* _SUPPLIED DATA_
────────

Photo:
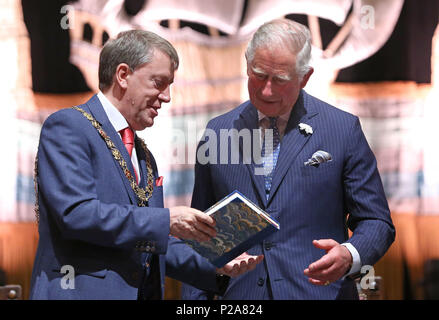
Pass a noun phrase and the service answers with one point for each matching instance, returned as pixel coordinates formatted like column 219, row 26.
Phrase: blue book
column 240, row 224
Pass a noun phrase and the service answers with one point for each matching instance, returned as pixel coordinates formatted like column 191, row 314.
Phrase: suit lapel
column 293, row 140
column 99, row 114
column 249, row 120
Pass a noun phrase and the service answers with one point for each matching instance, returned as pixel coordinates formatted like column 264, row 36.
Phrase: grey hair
column 135, row 48
column 283, row 33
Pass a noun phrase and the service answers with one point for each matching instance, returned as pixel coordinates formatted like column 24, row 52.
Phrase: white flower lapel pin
column 318, row 157
column 305, row 128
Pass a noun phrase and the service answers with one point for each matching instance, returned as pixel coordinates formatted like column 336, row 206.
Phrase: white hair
column 283, row 33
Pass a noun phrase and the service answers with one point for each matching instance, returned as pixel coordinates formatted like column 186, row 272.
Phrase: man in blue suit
column 103, row 231
column 314, row 200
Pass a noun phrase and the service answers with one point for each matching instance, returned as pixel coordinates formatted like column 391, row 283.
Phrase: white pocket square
column 318, row 157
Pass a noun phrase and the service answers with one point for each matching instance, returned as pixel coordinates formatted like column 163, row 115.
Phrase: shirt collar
column 284, row 117
column 116, row 118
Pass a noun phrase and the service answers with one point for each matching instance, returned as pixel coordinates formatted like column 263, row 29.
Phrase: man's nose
column 165, row 95
column 267, row 89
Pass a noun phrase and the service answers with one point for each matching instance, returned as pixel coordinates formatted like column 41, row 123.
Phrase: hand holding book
column 240, row 225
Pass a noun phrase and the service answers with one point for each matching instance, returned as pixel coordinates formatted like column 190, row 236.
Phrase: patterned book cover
column 240, row 224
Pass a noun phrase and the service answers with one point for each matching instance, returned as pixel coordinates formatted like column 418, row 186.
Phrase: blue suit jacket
column 309, row 202
column 89, row 218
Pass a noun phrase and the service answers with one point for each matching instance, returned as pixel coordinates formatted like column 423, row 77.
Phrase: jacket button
column 268, row 246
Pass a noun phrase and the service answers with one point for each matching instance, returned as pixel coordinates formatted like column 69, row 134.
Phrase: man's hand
column 240, row 265
column 191, row 224
column 332, row 266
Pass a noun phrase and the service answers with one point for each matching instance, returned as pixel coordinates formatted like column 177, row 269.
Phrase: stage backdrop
column 376, row 59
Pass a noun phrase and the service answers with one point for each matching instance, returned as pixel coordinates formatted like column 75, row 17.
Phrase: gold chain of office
column 143, row 195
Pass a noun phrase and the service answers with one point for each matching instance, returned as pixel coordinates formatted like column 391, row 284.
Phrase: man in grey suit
column 315, row 197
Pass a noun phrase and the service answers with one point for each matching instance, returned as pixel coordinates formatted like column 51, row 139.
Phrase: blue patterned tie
column 270, row 153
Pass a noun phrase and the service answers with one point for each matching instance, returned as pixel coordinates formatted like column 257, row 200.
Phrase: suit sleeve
column 203, row 194
column 365, row 200
column 67, row 188
column 202, row 199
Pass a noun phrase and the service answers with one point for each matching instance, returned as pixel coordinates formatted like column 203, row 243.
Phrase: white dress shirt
column 119, row 123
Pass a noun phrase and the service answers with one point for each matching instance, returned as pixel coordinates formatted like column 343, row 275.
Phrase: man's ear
column 122, row 74
column 306, row 77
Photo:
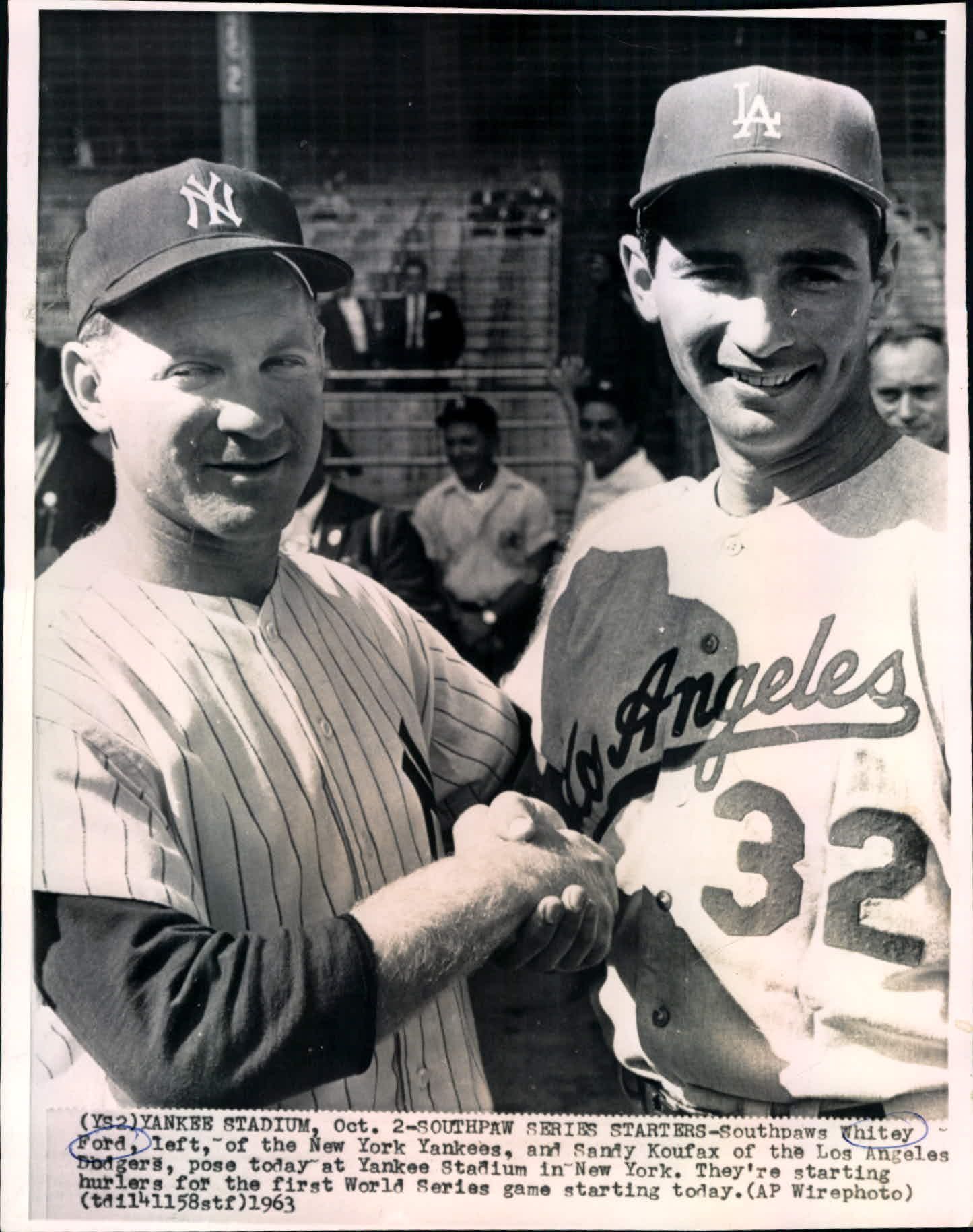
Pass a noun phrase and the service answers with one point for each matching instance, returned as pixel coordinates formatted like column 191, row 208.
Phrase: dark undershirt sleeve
column 182, row 1016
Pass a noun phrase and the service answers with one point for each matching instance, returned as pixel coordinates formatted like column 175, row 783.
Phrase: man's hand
column 569, row 375
column 568, row 930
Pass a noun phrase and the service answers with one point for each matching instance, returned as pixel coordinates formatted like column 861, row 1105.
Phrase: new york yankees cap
column 144, row 228
column 763, row 117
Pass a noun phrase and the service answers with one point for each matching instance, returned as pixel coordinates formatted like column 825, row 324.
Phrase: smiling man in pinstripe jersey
column 243, row 760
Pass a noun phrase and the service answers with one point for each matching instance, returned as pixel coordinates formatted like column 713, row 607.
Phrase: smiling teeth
column 764, row 380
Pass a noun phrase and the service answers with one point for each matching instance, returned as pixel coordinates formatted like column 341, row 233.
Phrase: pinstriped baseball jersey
column 748, row 713
column 260, row 768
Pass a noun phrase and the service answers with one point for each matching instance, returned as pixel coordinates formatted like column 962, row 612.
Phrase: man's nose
column 249, row 414
column 762, row 323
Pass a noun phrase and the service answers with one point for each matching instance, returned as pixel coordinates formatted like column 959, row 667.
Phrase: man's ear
column 80, row 376
column 885, row 281
column 640, row 276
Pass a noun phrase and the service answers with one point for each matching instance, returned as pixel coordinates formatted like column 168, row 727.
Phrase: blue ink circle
column 112, row 1129
column 891, row 1146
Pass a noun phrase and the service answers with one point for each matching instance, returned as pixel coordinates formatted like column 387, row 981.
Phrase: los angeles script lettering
column 698, row 703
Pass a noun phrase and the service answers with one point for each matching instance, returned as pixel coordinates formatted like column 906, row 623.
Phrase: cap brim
column 759, row 159
column 323, row 270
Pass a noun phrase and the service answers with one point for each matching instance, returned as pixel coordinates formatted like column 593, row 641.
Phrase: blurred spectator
column 605, row 425
column 490, row 535
column 619, row 346
column 372, row 539
column 696, row 455
column 613, row 331
column 909, row 371
column 490, row 203
column 331, row 205
column 74, row 487
column 349, row 334
column 537, row 205
column 423, row 329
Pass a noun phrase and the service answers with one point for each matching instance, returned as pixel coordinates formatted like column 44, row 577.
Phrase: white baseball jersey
column 747, row 713
column 260, row 768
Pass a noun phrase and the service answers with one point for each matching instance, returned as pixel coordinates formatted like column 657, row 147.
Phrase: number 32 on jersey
column 775, row 863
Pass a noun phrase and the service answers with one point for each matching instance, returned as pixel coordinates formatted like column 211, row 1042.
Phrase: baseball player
column 737, row 685
column 243, row 896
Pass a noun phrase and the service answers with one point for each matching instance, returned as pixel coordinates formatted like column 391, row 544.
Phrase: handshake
column 570, row 891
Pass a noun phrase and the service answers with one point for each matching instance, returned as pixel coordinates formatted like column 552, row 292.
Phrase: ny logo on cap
column 756, row 115
column 194, row 191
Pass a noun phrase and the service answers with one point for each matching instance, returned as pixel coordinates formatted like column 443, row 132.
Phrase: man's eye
column 813, row 276
column 190, row 370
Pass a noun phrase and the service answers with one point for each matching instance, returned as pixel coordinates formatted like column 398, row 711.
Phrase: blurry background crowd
column 490, row 383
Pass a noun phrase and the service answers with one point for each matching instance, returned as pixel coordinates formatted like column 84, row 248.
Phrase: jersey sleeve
column 182, row 1016
column 524, row 684
column 100, row 823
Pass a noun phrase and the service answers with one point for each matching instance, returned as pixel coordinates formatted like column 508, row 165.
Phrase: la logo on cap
column 756, row 114
column 194, row 191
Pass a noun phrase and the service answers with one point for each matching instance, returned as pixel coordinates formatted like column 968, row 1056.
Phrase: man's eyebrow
column 706, row 257
column 821, row 257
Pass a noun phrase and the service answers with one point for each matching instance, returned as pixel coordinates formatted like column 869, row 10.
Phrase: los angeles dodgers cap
column 144, row 228
column 763, row 117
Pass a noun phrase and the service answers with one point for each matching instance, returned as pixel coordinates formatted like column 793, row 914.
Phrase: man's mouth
column 248, row 466
column 778, row 380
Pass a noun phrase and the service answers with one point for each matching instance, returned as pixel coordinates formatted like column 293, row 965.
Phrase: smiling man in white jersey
column 243, row 759
column 737, row 684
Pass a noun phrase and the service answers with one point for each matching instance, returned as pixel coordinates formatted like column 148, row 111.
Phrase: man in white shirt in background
column 605, row 425
column 490, row 535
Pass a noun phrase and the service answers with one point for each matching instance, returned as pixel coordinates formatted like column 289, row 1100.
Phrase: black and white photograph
column 488, row 685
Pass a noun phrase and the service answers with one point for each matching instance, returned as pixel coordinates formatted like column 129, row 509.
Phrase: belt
column 655, row 1098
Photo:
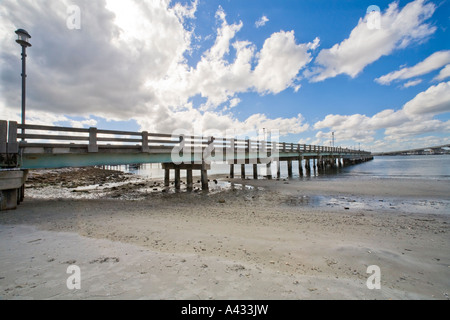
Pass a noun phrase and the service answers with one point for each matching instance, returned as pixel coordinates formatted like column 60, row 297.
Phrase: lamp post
column 332, row 137
column 22, row 39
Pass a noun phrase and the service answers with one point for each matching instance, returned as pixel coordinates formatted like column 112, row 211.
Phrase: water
column 436, row 167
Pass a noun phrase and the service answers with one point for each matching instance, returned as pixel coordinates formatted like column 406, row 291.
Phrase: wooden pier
column 59, row 147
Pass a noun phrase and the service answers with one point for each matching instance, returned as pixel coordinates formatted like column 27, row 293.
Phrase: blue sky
column 306, row 68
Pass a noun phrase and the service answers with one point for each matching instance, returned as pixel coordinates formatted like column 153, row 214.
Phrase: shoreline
column 264, row 242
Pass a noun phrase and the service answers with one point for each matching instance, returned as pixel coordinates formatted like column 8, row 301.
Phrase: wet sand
column 268, row 241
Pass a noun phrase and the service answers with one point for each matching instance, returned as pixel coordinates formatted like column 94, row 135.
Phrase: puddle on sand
column 373, row 204
column 134, row 189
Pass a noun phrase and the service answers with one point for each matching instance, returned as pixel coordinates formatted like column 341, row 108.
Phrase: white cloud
column 412, row 83
column 365, row 45
column 128, row 62
column 415, row 118
column 279, row 62
column 261, row 22
column 435, row 100
column 433, row 62
column 443, row 74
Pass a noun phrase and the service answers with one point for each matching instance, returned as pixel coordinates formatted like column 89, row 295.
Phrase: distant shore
column 257, row 239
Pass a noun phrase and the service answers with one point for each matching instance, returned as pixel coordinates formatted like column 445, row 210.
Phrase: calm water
column 418, row 167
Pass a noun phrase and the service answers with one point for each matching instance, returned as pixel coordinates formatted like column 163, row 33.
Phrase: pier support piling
column 300, row 168
column 269, row 170
column 290, row 168
column 189, row 180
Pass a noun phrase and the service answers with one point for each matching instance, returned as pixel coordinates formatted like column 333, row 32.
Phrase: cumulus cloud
column 398, row 28
column 261, row 22
column 435, row 100
column 128, row 61
column 433, row 62
column 412, row 83
column 415, row 118
column 443, row 74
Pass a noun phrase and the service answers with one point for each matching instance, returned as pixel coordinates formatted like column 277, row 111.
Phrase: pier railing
column 14, row 136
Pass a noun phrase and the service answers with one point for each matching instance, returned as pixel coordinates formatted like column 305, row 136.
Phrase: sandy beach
column 255, row 239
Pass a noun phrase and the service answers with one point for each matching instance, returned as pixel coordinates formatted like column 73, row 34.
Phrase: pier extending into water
column 28, row 147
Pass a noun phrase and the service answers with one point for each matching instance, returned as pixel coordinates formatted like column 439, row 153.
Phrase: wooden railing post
column 92, row 147
column 3, row 135
column 145, row 147
column 13, row 146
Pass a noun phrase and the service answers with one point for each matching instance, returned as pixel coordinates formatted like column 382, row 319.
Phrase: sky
column 374, row 73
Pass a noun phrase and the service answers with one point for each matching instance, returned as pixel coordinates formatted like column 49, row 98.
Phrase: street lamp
column 22, row 39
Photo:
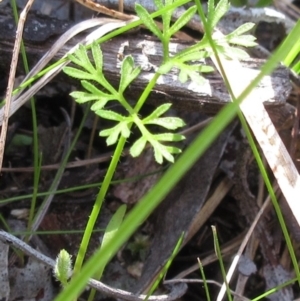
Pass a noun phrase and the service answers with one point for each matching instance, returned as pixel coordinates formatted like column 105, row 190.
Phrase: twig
column 177, row 290
column 11, row 79
column 104, row 10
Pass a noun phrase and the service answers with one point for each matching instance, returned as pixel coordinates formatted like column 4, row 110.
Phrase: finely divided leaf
column 170, row 123
column 111, row 115
column 182, row 20
column 114, row 133
column 77, row 73
column 147, row 20
column 169, row 137
column 138, row 147
column 217, row 13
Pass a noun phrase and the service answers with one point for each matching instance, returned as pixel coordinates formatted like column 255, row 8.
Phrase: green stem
column 106, row 183
column 97, row 206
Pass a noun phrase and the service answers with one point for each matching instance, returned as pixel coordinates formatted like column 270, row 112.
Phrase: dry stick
column 104, row 10
column 177, row 290
column 11, row 79
column 266, row 135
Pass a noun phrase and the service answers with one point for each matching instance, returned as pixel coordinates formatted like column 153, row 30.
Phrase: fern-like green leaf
column 85, row 60
column 77, row 73
column 128, row 73
column 111, row 115
column 216, row 13
column 147, row 20
column 160, row 152
column 113, row 133
column 138, row 146
column 170, row 123
column 182, row 20
column 159, row 4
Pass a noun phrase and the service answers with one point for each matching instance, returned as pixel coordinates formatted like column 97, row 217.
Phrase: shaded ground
column 70, row 210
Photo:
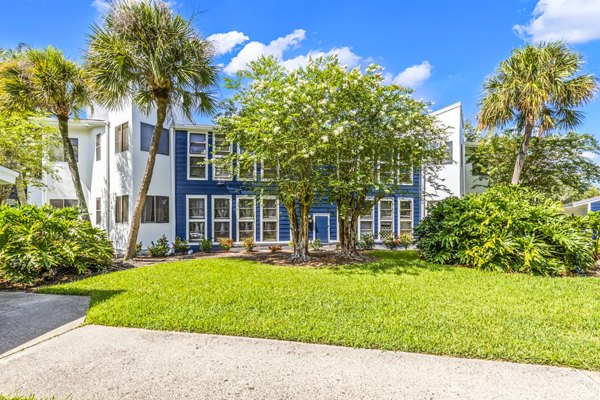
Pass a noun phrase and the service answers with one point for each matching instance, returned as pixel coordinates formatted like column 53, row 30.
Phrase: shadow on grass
column 391, row 262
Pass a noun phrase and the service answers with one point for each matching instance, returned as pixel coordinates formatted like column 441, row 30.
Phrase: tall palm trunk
column 522, row 154
column 161, row 114
column 63, row 127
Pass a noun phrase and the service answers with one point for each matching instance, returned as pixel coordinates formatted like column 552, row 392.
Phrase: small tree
column 145, row 52
column 557, row 166
column 45, row 81
column 26, row 147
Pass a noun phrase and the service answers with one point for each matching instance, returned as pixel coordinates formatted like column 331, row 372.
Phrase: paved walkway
column 94, row 362
column 26, row 316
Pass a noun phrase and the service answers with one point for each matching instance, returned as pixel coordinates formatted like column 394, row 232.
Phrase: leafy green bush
column 507, row 228
column 35, row 242
column 205, row 245
column 367, row 242
column 161, row 248
column 180, row 245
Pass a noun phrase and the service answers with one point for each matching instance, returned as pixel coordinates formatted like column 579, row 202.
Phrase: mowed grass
column 397, row 303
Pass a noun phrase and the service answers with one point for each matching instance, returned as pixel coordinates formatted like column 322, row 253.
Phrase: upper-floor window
column 98, row 147
column 146, row 132
column 197, row 153
column 122, row 209
column 62, row 203
column 156, row 210
column 221, row 150
column 122, row 137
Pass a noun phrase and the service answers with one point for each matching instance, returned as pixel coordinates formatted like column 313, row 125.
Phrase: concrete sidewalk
column 95, row 362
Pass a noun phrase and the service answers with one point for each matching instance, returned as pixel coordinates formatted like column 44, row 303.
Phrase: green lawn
column 397, row 303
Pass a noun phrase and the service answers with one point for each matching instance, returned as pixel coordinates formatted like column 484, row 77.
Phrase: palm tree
column 538, row 88
column 144, row 52
column 45, row 81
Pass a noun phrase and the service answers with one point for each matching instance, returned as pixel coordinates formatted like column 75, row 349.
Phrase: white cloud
column 574, row 21
column 254, row 50
column 414, row 76
column 225, row 42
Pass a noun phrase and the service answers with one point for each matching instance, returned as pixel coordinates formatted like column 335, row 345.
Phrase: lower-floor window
column 386, row 219
column 406, row 215
column 221, row 217
column 270, row 220
column 196, row 209
column 246, row 208
column 156, row 209
column 63, row 203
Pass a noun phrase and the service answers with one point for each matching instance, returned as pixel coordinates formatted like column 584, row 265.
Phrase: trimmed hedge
column 35, row 242
column 509, row 229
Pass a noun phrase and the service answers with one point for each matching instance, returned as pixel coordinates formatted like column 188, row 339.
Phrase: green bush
column 35, row 242
column 161, row 248
column 507, row 228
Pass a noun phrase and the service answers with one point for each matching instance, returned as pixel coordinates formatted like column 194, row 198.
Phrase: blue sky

────────

* _PROBLEM TO SOLVE_
Please print the lines exactly, from the top of the material through the line with "186, row 272.", and omit the pictures.

* _RESPONSE BELOW_
Photo:
Pass a noun phrase and the service answers with one point for each matching instance, returned as pixel coordinates formatted like column 219, row 26.
Phrase: blue book
column 240, row 224
Pass a noun phrase and the service answers with one point for each matching instance, returned as pixel coordinates formatted like column 191, row 314.
Phrase: suit lapel
column 293, row 140
column 99, row 114
column 249, row 120
Pass a noun phrase and the service answers with one point for each matching instance, returned as pixel coordinates formatted like column 264, row 36.
Phrase: grey hair
column 135, row 48
column 283, row 33
Pass a noun phrase and the service answers with one point for each matching instance, returned as pixel coordinates formatted like column 24, row 52.
Phrase: white flower lapel pin
column 318, row 157
column 305, row 128
Pass a noun phrase and the service answers with one point for each matching instance, returned as pixel coordinates formatted like column 336, row 206.
Phrase: white hair
column 283, row 33
Pass a noun phrase and the service answers with one point for each matching instance, returned as pixel coordinates formatted like column 186, row 272.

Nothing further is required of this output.